I searched DejaNews for articles in comp.lang.python with the word "newbie" in the title. The first four articles listed that had answers got me:

Back to hex(). As I wrote this, I searched comp.lang.python for "hex OR literal OR "word size" OR OverflowError" trying to locate questions about hex(). The results included:

    import string
    string.atoi(hex(150),0)
    eval('0xf')
    string.atoi('0xf', 16)
and a _lot_ of other stuff. It might be useful to embed canned news article searches into the documentation. Is there a better search string to use? Is there any software that can help eliminate irrelevent answers?

Here are the little programs 2hex.py and hex2.py.


    #=== 2hex.py ==================================================

    import sys

    if len(sys.argv) < 2:
        raise Exception, 'Must have at least one argument.'

    for i in range(1, len(sys.argv)):
        print '%X' % int(sys.argv[i]),
    print

    #=== hex2.py ==================================================

    import sys

    if len(sys.argv) < 2:
        raise Exception, 'Must have at least one argument.'

    for i in range(1, len(sys.argv)):
        print eval('0x' + sys.argv[i]),
    print
The following one line shell file has helped me a lot:
    grep $1 /usr/doc/python-2.1/*/*.html
Edit this to match your system.

Data provided:
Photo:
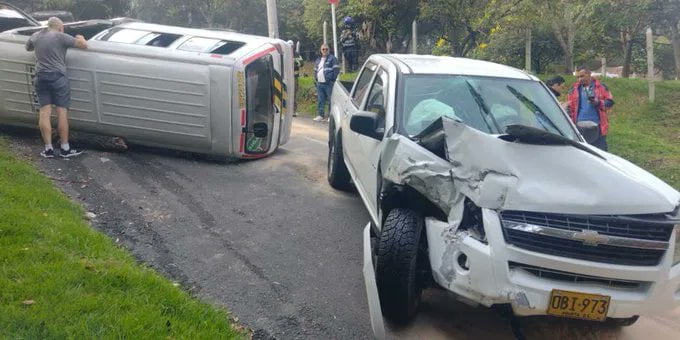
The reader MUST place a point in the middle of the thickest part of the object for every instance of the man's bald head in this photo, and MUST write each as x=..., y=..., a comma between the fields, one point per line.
x=55, y=24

Set problem: Render this sentence from the Python newsgroup post in Spanish: "It might be useful to embed canned news article searches into the documentation."

Answer to this task: Podría ser útil incorporar en la documentación búsquedas predefinidas de artículos de noticias.